**Given task:** Set down, without alteration, the lines from the one that contains "Locate every instance of the rock along" through the final line of the material below.

Object pointing dataset rows:

◆ ◆ ◆ ◆

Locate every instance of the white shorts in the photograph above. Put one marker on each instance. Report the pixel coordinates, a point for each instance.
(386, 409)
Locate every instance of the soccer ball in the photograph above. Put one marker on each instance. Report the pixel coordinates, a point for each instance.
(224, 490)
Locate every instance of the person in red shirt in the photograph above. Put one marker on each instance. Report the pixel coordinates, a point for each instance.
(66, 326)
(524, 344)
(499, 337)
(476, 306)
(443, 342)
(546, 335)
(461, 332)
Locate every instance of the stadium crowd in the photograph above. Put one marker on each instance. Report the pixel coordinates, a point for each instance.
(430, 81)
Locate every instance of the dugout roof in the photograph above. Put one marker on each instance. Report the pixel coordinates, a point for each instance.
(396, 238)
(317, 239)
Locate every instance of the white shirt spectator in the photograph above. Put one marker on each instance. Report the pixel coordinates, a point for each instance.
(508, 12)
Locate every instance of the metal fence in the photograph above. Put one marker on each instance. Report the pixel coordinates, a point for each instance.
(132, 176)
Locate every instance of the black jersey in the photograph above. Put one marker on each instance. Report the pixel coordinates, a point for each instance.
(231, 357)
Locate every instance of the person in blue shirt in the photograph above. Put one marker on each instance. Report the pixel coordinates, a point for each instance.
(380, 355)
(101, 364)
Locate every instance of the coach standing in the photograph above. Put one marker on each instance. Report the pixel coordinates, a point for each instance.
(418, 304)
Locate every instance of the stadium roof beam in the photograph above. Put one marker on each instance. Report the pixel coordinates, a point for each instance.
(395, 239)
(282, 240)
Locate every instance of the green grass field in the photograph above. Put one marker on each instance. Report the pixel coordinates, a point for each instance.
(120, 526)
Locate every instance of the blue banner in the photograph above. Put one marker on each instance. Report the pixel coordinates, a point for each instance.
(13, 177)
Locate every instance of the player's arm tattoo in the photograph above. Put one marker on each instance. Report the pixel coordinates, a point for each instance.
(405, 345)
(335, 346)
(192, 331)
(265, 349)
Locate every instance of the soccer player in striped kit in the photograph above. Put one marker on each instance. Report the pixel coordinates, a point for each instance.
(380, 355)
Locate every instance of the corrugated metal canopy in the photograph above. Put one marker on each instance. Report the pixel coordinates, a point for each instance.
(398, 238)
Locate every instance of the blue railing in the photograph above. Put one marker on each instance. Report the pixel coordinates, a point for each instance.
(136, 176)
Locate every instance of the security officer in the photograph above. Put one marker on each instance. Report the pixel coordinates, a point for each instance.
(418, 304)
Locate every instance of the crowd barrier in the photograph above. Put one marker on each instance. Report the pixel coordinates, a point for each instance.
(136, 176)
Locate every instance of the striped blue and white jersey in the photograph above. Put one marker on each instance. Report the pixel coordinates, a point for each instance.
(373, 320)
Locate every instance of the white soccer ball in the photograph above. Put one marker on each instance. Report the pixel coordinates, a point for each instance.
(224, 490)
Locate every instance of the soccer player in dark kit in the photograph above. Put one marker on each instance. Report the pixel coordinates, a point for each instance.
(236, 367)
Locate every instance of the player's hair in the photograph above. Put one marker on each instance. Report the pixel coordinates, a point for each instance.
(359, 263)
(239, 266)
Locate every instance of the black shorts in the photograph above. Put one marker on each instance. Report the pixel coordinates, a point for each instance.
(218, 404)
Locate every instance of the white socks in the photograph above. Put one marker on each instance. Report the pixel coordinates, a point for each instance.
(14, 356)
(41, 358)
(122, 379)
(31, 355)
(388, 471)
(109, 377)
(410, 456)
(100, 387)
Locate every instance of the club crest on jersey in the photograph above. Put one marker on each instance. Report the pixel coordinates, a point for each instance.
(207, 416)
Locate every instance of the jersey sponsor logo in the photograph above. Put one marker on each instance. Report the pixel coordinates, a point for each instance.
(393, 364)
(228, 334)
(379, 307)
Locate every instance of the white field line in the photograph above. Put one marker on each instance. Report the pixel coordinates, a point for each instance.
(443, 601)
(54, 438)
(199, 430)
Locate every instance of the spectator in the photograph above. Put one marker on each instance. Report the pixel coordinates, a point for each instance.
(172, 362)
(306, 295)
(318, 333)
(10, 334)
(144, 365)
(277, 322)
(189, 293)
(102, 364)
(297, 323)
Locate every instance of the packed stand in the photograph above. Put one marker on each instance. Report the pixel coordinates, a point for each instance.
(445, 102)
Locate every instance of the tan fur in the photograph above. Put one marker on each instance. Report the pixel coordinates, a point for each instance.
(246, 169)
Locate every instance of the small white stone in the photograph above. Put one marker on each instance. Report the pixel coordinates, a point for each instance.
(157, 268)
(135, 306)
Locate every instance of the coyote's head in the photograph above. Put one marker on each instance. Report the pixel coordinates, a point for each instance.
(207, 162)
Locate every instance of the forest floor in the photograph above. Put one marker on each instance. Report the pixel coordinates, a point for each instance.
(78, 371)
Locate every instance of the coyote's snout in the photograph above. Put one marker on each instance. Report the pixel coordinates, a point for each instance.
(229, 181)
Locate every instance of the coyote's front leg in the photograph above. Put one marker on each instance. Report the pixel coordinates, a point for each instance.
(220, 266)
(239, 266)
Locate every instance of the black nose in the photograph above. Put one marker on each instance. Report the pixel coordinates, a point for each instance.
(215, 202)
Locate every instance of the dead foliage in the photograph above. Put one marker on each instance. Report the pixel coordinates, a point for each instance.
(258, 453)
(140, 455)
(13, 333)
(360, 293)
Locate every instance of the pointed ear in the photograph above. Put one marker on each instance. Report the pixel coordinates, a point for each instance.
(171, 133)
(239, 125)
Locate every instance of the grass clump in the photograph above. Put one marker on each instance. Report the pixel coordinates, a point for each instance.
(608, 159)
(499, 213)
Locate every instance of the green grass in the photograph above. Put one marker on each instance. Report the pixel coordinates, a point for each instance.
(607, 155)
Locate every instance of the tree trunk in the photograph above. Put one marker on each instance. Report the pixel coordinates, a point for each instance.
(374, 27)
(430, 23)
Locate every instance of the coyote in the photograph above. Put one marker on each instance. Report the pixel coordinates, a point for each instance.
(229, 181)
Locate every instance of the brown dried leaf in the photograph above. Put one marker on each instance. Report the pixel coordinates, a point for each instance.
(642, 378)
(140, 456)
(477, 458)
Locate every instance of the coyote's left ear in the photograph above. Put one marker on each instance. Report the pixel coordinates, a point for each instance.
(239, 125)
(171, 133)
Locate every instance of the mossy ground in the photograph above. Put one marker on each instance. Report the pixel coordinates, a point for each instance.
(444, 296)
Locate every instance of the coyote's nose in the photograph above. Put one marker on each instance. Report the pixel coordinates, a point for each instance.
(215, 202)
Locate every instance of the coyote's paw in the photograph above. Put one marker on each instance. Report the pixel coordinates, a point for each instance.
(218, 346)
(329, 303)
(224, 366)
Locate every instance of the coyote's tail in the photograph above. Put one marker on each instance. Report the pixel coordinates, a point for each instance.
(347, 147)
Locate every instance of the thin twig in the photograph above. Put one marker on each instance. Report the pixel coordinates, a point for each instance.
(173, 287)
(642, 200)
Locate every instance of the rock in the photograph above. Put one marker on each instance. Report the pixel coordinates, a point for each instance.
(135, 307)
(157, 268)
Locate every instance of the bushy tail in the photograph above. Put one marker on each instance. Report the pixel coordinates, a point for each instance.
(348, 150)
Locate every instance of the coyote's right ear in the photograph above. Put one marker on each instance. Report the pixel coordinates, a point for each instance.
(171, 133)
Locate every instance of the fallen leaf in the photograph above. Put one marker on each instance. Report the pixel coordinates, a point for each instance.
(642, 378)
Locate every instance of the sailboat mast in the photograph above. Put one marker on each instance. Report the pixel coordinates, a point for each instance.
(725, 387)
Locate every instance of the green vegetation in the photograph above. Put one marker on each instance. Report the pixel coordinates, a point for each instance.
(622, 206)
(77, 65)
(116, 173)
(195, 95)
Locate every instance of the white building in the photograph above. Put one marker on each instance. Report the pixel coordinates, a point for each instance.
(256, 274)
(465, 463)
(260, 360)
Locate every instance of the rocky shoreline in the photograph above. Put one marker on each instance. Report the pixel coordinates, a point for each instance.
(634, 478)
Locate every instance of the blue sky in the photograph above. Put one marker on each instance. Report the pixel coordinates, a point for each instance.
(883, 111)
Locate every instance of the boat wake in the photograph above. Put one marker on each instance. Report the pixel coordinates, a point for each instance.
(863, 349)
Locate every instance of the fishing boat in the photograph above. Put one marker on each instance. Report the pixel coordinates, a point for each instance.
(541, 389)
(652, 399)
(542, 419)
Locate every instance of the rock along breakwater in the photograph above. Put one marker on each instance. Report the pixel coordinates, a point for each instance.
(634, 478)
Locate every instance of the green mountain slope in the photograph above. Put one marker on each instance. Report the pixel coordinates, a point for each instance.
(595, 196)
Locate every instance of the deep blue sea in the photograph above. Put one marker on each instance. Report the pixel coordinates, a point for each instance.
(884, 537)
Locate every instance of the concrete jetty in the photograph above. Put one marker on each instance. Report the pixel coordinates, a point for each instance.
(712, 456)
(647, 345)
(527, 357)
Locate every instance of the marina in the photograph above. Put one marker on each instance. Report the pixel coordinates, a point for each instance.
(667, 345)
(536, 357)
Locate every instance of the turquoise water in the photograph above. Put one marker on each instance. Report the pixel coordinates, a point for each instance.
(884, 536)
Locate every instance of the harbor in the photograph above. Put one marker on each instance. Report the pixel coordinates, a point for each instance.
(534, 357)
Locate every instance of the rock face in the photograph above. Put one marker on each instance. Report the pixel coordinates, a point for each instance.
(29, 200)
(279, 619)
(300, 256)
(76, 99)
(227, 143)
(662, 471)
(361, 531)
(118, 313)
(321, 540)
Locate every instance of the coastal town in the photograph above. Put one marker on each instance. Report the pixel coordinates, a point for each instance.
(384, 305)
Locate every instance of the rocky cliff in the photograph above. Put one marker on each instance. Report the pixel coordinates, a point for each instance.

◆ ◆ ◆ ◆

**Answer for this exercise:**
Locate every instance of the rock along breakwater in the photograph above. Put one marker on each instance. Report the pixel coordinates, a point for each instance.
(634, 478)
Locate every instance of the green mountain slope in the photograph above. Put one marker on each instance. Report the pixel coordinates, a point for each instance.
(595, 196)
Locate every instance of the deep blue sea in the photograph above. Put one marker on each instance. Report the pixel coordinates, a point for each instance.
(884, 537)
Locate every instance of the concrete jetty in the photograph above. Put one marker on each instance. Report the pixel coordinates, a point for each instance.
(712, 456)
(647, 345)
(527, 357)
Locate every instance of the marina in the photograph above. Put one marker on each instance. Report the pixel coordinates, a point for each instance.
(667, 345)
(536, 357)
Locate every instance of the turquoise water in the photograph above. Put one marker on each instance. Report the pixel coordinates, a point for each instance.
(884, 536)
Locate every instance of the harbor in the photograph above. Put one marker on each instance. Report the pixel coordinates, a point for each instance.
(534, 357)
Locate every instance of the rock face in the photograph above. Put one marker on each instance. Report the pixel coordinates, a point for each instance.
(29, 200)
(279, 619)
(300, 256)
(76, 99)
(227, 143)
(662, 471)
(361, 531)
(118, 313)
(321, 540)
Locate every instance of the coastal town in the photograph above. Put one marker on each instance. Report the pixel coordinates, a point for each instance.
(384, 305)
Locate every instance of the rocky cliff in the photograph above. Put one marker on each instance. Report the pixel coordinates, a point for each instance.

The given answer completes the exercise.